401k Withdrawal

If you are considering a 401k withdrawal, your options depend upon several key factors.  Circumstances that might cause you to withdraw your funds from a 401k include a layoff, job change or retirement.  Certain 401k withdrawal rules also apply to 401k hardship withdrawal, borrowing from 401k and 401k early withdrawal.

401k Withdrawal Rules

Funds from a 401k can be rolled over into another retirement account at any time.  However, your options depend on your circumstances and age at the time of withdrawal.  If you are laid off, changing jobs or retiring, the following rules apply:

Options for Ages 59 ½ to 70 ½

1.  Lump Sum Distribution – If you choose this option, your plan provider will write you a check for your funds minus withholding tax.  This withholding pays the applicable income tax on the value of your 401k.  However, you must still include your lump-sum distribution as ordinary income on your tax return.

2.  Leave Funds in Previous Plan – As long as you have more than $5,000 in your 401k account, you can leave it in your previous employer's plan.  Amounts under $5,000 will be automatically distributed to you.

3.  Rollover – You can rollover your funds into another retirement account with no penalty.

Options for Those Under 59 ½

The same rules apply here; however, a 401k withdrawal under the age of 59 ½ is considered an early withdrawal.  If you choose a lump sum distribution, there is a 10% penalty imposed in addition to applicable income taxes.

Options for Ages 70 ½ and Older

Withdrawal rules apply to this age group.  In addition, anyone over 70 ½ will need to take required minimum distributions starting the year after they turn 70 ½.  You will be taxed 50% of the required minimum distribution.  You may do a rollover into another retirement account, but are still required to take the minimum distribution.

__TO DO__.
- 1) In the 401k withdrawal text, list the numbered options given under "Options for Ages 59 ½ to 70 ½."
- 2) Write the next part of the 401k withdrawal text, picking up after its final sentence about people aged 70 ½ and older.
The items that follow the 401k withdrawal text have no connection to it.

__RECORD SET__.

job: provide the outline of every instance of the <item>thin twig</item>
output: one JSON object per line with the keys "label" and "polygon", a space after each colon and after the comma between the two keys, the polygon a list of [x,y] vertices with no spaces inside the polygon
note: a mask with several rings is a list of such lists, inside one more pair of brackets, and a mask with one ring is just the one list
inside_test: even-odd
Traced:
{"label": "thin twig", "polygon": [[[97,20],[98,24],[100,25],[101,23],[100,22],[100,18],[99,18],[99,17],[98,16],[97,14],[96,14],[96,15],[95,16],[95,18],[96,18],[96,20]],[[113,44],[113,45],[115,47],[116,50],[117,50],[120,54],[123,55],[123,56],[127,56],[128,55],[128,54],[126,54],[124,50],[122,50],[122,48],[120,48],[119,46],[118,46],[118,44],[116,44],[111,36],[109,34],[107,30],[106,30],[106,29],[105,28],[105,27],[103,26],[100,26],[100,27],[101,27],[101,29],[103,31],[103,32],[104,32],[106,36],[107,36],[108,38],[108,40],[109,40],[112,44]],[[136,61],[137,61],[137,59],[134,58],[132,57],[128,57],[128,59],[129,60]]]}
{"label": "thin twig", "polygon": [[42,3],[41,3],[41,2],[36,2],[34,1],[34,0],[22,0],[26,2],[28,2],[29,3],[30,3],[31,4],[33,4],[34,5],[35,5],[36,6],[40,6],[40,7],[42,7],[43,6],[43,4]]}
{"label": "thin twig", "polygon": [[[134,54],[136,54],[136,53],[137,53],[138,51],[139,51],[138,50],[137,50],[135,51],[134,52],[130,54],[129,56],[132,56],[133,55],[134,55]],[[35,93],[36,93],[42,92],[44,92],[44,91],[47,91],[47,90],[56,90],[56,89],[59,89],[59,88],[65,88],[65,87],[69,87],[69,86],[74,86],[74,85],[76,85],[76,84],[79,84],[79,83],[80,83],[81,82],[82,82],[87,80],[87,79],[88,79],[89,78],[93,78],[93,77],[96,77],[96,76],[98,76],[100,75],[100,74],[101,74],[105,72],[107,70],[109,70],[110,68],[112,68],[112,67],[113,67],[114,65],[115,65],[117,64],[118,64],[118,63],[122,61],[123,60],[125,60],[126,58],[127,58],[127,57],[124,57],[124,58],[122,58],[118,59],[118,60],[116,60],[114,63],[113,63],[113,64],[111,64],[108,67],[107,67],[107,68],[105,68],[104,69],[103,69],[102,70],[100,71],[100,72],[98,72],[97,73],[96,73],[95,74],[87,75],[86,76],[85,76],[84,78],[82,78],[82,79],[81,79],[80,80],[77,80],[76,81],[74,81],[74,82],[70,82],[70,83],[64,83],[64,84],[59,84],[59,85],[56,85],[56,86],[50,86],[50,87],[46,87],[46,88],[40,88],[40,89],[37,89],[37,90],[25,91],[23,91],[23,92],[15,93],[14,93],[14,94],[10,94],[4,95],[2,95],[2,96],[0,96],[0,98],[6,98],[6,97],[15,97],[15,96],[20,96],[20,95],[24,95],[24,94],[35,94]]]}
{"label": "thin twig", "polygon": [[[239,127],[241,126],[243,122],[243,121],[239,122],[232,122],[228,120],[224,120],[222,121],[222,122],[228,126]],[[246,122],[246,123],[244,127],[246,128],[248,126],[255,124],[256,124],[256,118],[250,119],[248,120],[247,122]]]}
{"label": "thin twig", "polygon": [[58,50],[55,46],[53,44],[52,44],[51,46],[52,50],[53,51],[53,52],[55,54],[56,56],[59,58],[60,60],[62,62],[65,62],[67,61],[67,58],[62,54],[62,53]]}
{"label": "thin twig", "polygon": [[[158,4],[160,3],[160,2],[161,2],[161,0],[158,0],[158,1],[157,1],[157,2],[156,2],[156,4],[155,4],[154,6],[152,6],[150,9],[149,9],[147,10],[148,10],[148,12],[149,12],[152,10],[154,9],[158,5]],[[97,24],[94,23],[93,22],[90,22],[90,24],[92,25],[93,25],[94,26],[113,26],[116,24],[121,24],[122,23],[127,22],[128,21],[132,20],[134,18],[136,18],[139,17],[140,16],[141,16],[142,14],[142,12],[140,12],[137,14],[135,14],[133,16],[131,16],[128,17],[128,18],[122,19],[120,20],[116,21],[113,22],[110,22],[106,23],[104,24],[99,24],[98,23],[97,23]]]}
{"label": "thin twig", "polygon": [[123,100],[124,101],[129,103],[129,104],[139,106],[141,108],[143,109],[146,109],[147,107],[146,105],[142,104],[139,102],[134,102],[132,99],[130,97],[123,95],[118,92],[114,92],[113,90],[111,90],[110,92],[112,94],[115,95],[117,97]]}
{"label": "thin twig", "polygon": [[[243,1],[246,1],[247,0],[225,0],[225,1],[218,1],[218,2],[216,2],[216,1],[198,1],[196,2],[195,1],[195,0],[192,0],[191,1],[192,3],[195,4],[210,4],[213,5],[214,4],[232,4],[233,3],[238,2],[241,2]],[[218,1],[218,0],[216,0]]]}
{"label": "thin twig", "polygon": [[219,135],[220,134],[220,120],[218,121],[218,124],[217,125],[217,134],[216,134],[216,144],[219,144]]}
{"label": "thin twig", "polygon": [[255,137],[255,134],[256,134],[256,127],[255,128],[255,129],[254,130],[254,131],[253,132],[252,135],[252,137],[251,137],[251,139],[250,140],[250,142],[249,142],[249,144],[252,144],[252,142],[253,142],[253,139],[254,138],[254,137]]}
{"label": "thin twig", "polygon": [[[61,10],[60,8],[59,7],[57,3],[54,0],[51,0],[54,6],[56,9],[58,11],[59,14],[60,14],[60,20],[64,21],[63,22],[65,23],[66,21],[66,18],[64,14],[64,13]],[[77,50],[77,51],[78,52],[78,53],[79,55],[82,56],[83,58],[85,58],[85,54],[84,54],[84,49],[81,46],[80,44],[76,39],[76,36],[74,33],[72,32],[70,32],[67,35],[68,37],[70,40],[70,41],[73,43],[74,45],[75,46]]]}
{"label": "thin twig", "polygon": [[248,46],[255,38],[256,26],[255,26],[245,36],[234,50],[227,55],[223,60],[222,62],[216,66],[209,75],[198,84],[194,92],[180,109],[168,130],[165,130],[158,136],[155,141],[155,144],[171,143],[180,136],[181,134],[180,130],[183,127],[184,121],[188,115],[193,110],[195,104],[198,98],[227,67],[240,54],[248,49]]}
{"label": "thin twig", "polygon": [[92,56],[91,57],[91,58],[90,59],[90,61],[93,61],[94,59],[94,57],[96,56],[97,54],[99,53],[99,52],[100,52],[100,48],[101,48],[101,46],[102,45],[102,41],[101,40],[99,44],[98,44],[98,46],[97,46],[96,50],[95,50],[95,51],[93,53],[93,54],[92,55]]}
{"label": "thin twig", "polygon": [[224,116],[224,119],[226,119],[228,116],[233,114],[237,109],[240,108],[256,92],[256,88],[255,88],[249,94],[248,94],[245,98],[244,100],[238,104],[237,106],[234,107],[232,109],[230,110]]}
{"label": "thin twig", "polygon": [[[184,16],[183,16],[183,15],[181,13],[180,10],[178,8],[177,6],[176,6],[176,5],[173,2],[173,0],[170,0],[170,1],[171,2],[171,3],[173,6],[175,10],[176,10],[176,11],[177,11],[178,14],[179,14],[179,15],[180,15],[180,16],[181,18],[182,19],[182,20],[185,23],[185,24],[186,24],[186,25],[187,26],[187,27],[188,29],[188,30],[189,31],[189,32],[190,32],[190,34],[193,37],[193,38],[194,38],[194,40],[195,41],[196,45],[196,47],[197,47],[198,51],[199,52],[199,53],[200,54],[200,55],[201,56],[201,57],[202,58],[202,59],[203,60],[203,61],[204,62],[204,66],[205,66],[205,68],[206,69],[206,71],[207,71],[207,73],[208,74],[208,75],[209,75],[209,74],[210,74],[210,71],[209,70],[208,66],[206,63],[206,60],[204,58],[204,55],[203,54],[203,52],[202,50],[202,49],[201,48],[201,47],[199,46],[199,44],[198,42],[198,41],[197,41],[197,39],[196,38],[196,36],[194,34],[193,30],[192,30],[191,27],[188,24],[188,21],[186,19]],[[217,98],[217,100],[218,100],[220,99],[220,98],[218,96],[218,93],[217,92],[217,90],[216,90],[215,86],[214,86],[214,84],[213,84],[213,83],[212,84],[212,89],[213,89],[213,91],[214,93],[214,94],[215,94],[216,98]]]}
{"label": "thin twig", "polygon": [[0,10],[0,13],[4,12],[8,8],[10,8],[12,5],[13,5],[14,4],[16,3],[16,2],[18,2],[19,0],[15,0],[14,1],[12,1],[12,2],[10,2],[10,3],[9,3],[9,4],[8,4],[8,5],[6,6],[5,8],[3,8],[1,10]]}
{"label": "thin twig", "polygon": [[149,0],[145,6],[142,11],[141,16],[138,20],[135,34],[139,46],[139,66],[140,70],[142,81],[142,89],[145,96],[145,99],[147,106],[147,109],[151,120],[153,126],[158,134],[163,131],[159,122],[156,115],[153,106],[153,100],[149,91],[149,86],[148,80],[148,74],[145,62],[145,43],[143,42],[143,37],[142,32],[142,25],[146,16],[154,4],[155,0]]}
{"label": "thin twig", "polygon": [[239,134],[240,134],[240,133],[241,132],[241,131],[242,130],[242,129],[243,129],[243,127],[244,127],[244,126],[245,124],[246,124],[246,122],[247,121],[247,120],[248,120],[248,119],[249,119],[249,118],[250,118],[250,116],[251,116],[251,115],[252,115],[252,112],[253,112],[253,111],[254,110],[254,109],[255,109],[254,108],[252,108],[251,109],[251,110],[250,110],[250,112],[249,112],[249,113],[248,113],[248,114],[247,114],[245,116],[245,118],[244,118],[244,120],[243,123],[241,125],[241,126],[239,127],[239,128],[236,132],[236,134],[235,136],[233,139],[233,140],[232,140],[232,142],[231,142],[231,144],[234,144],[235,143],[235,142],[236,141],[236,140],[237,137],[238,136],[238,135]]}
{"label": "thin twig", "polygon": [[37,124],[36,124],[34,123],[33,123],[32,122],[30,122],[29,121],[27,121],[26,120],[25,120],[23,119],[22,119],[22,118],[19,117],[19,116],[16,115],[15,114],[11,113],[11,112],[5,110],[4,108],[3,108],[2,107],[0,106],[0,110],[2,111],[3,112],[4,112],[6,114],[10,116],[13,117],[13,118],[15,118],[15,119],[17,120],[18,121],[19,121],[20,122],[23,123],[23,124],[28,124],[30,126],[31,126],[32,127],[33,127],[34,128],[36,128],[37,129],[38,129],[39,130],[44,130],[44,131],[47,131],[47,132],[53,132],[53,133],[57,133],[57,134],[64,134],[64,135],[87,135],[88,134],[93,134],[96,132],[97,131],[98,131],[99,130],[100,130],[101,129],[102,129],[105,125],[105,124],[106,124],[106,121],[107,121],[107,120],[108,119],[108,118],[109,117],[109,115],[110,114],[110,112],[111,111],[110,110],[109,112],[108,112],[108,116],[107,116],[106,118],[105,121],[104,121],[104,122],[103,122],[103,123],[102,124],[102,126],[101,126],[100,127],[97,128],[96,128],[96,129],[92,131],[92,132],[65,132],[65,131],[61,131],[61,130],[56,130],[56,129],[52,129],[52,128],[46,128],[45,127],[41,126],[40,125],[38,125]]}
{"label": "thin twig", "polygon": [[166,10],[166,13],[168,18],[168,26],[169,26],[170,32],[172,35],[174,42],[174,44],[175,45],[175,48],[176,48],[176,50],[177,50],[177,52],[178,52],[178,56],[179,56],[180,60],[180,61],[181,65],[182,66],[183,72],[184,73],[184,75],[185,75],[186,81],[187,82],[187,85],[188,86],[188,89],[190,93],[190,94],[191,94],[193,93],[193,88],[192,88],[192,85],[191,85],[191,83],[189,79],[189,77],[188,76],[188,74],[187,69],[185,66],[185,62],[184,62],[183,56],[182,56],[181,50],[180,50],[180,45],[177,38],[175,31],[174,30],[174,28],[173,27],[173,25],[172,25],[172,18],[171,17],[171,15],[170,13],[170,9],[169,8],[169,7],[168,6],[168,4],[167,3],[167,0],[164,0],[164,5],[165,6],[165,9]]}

__RESULTS__.
- 1)
1. Lump Sum Distribution
2. Leave Funds in Previous Plan
3. Rollover

- 2)
401k Hardship Withdrawal

The law allows hardship withdrawal in a limited amount of situations.  But to discourage it, there is a 10% 401k early withdrawal penalty.  State and local taxes will also apply.  Certain circumstances may exempt you from the penalty, such as total disability, excessive medical expenses or court-ordered withdrawals.

Borrowing from 401k

Most 401k plans allow the participants to borrow funds from the account, then pay themselves back.  Generally, you may borrow up to 50% of the account value or $50,000, whichever is less.  Loans must be paid back within five years unless the loan is for a home.  One advantage to borrowing from your 401k is that the interest you pay yourself is tax-exempt until retirement, when you take your money out.  Of course, borrowing from these funds also has some disadvantages, such as the fact that withdrawing money from your 401k lowers your account balance, thus affecting your investment returns.

There are many factors to take into account when considering a 401k withdrawal.  Whether you are at retirement age, changing jobs or in a hardship situation, various withdrawal rules apply.